Text extract:
+--
Selling the Iraq War

The Daily Telegraph has been cited as instrumental in the propaganda drive to convince the British and European public to support the Iraq War. The neoconservative Devon Cross lobbied to sell the Iraq War to the UK and Europe using the Policy Forum. The reason for this is stated on the Policy Forum's website:

American foreign policy and its goals and motivations in undertaking the War on Terror were increasingly subject to caricature and worse in the European media, and to outright misrepresentation in the broader public debate[7].

The Policy Forum claimed success in selling U.S. foreign policy to the British media including the Daily Telegraph. For these lobbying efforts, at the end of 2007, the US Department of Defense paid the Policy Forum around $80,000 which was paid to Devon Cross[8].

Devon Cross was at the Policy Forum at the same time as Richard Perle who also served as a director of Hollinger International, the firm that owned the Telegraph.

Con Coughlin

Con Coughlin is the executive foreign editor of the Daily Telegraph.[9] Coughlin controversially received stories directly from MI6. His relationship with the British intelligence services was exposed after a legal writ was served against The Telegraph for publishing a suggestion that Colonel Gadafy's son was involved in a fraud[10]. Coughlin also printed a story linking Saddam Hussein with Al-Qaeda and he routinely publishes articles on Iran using dubious sources[11][12].

Pentagon Distribution

According to Jim Lobe "the Telegraph’s often-dramatic accounts of all kinds of Islamic skullduggery appeared frequently in the Pentagon’s “Early Bird,” a compilation of up to 50 or so “must-read” news stories, including Coughlin’s, distributed throughout the national-security bureaucracy every weekday morning, during the six-year stewardship of Donald Rumsfeld[13].
+--
Stated task 1:
Restate the paragraph of the passage on the Daily Telegraph that begins "Con Coughlin is the executive foreign editor" as a short list, keeping its main facts.
Stated task 2:
Decide whether each statement agrees with the passage on the Daily Telegraph. Answer yes or no, and quote the words that settle it.
(a) At the end of 2007 the US Department of Defense paid the Policy Forum about $80,000.
(b) Richard Perle was a director of the firm that owned the Telegraph.
(c) The "Early Bird" was distributed every weekend morning.
Stated task 3:
Extract from the passage on the Daily Telegraph the part that opens with the words containing "American foreign policy" and closes with "broader public debate[7].".
The records are separate material, not part of the passage on the Daily Telegraph.

[Collected data]
+--
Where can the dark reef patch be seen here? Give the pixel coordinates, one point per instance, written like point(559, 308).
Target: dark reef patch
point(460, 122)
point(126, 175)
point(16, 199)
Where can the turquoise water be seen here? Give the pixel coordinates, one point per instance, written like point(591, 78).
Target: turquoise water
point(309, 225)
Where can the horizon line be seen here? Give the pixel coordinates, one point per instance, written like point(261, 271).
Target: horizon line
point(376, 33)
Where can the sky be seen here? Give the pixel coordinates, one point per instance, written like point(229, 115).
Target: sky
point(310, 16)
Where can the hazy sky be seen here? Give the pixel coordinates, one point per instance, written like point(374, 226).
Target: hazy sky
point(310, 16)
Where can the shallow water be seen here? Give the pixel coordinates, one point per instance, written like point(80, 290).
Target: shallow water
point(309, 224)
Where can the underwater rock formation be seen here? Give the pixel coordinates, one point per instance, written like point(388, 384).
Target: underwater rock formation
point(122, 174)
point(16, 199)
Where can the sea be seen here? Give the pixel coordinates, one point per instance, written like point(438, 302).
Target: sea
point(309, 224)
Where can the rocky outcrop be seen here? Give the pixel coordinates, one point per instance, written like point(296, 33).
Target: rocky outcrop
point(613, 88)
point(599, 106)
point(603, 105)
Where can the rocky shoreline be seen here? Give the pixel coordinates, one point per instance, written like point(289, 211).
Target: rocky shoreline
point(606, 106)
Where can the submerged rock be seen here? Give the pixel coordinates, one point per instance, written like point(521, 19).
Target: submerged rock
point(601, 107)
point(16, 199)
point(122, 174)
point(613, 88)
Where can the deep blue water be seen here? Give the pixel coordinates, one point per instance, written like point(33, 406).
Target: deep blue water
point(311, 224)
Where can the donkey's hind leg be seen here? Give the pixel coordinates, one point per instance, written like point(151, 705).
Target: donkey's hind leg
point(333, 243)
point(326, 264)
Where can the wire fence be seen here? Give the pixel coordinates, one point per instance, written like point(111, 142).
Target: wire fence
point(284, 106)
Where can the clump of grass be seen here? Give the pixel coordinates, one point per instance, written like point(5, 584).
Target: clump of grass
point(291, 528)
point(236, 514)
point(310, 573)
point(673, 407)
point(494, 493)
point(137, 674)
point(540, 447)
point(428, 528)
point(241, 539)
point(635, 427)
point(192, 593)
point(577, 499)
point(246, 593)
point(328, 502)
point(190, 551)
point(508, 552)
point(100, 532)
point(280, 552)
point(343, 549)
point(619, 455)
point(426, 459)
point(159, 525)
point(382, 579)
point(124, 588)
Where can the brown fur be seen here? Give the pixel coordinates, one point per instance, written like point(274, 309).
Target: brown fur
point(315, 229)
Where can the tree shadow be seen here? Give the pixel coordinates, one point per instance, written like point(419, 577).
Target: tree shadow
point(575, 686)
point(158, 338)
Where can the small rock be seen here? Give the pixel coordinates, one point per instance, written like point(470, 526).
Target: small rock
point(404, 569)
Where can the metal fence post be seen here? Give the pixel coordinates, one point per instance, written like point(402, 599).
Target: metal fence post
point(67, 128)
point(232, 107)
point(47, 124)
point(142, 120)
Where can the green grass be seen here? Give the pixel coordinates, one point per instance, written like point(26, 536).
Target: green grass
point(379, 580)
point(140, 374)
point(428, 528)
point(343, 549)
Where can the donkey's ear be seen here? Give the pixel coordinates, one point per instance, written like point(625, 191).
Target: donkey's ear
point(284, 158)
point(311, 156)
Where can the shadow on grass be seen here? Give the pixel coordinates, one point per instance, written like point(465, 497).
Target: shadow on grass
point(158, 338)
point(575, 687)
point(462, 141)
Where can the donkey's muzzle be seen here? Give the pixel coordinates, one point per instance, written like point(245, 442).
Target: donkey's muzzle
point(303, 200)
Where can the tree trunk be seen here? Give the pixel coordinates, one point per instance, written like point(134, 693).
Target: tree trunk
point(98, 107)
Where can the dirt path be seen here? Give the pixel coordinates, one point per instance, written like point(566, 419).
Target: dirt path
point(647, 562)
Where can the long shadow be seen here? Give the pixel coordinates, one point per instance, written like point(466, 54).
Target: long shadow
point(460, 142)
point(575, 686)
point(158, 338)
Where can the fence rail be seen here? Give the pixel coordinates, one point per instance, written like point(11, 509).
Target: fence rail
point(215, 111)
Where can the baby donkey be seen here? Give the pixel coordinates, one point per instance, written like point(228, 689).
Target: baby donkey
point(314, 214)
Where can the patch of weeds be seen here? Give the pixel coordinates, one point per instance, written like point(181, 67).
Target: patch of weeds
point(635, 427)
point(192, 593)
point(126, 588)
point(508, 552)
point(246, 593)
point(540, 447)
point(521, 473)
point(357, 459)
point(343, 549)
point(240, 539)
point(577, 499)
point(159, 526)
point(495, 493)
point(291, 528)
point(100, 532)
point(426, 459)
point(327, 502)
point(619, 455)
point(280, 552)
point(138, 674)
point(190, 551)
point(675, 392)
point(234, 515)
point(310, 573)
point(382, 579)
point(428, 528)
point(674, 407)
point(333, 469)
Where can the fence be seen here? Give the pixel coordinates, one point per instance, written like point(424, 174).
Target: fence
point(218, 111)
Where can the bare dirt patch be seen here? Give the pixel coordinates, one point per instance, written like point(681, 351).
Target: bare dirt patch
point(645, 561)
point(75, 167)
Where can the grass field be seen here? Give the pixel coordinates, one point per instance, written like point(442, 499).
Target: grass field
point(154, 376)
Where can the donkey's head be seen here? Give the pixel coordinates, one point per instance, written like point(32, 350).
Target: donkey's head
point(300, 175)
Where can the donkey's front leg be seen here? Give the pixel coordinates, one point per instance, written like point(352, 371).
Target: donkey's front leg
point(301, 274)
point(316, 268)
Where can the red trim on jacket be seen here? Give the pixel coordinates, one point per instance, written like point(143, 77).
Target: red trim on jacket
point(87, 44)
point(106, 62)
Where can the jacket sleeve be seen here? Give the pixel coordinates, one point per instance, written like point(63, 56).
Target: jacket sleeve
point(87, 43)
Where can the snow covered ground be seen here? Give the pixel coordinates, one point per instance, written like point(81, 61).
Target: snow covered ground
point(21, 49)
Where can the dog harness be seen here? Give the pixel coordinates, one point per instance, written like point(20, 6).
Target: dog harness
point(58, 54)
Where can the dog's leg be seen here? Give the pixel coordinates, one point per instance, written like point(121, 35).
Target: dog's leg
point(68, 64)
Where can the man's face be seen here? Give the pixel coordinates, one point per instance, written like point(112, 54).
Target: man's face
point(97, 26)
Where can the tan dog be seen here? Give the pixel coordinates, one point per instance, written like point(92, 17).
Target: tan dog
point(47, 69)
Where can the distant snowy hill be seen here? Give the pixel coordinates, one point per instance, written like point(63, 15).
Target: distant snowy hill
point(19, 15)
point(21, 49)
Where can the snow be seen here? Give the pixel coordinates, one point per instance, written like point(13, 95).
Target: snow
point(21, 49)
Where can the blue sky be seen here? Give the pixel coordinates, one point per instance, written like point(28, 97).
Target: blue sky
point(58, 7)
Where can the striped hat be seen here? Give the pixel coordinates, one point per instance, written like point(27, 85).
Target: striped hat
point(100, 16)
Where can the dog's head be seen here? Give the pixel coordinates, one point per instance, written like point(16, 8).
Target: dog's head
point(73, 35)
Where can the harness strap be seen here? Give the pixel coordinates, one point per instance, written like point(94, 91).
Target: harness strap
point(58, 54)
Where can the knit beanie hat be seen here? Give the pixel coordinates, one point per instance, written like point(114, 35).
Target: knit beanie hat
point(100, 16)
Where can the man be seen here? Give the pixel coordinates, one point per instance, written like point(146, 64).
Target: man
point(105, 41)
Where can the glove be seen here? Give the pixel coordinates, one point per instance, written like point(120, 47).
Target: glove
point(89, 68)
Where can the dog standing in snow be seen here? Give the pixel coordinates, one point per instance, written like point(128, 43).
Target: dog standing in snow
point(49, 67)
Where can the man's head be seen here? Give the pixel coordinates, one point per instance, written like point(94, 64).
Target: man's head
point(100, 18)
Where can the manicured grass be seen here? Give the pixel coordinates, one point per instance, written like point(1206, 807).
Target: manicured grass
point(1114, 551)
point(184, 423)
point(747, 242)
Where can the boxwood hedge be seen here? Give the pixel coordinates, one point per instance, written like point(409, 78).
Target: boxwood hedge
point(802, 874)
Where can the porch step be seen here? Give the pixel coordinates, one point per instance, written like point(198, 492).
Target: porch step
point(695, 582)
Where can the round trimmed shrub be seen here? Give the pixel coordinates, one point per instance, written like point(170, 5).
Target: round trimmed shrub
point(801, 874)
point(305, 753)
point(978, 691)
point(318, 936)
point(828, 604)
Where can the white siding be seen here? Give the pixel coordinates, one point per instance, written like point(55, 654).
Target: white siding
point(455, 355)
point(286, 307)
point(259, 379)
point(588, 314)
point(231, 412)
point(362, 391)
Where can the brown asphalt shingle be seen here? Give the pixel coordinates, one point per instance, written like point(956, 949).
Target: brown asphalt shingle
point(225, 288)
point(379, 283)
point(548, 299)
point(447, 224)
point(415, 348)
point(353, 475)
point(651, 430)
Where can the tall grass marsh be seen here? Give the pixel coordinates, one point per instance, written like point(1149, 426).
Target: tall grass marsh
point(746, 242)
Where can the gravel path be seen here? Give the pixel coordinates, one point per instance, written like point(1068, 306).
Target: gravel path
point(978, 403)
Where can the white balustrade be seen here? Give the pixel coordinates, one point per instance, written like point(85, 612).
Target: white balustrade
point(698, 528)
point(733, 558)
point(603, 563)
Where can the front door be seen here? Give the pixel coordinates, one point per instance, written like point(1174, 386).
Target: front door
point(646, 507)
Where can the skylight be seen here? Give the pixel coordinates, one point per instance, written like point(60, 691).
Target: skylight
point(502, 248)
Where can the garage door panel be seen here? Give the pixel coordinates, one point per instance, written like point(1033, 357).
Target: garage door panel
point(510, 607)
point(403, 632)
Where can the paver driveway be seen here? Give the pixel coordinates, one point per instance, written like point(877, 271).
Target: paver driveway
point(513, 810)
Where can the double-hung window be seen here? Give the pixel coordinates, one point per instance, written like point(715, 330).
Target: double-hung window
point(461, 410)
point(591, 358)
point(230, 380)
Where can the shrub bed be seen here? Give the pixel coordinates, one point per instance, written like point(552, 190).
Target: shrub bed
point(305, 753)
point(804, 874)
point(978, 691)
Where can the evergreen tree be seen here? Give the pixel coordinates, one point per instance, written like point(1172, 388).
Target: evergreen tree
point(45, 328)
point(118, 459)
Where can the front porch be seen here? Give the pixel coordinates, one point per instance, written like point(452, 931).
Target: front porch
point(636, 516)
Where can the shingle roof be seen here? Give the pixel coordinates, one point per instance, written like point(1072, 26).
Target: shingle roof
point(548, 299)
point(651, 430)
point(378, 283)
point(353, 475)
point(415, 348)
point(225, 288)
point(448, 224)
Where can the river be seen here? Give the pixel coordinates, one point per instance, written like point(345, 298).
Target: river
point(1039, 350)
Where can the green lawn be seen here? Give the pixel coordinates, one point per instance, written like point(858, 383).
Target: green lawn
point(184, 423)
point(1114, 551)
+--
Written response 1:
- Con Coughlin is the executive foreign editor of the Daily Telegraph.
- He controversially received stories directly from MI6.
- This link to British intelligence was exposed after a legal writ was served against The Telegraph for suggesting that Colonel Gadafy's son was involved in a fraud.
- He printed a story linking Saddam Hussein with Al-Qaeda.
- He routinely publishes articles on Iran using dubious sources.

Written response 2:
(a) Yes: "at the end of 2007, the US Department of Defense paid the Policy Forum around $80,000"
(b) Yes: "Richard Perle who also served as a director of Hollinger International, the firm that owned the Telegraph"
(c) No: "distributed throughout the national-security bureaucracy every weekday morning"

Written response 3:
American foreign policy and its goals and motivations in undertaking the War on Terror were increasingly subject to caricature and worse in the European media, and to outright misrepresentation in the broader public debate[7].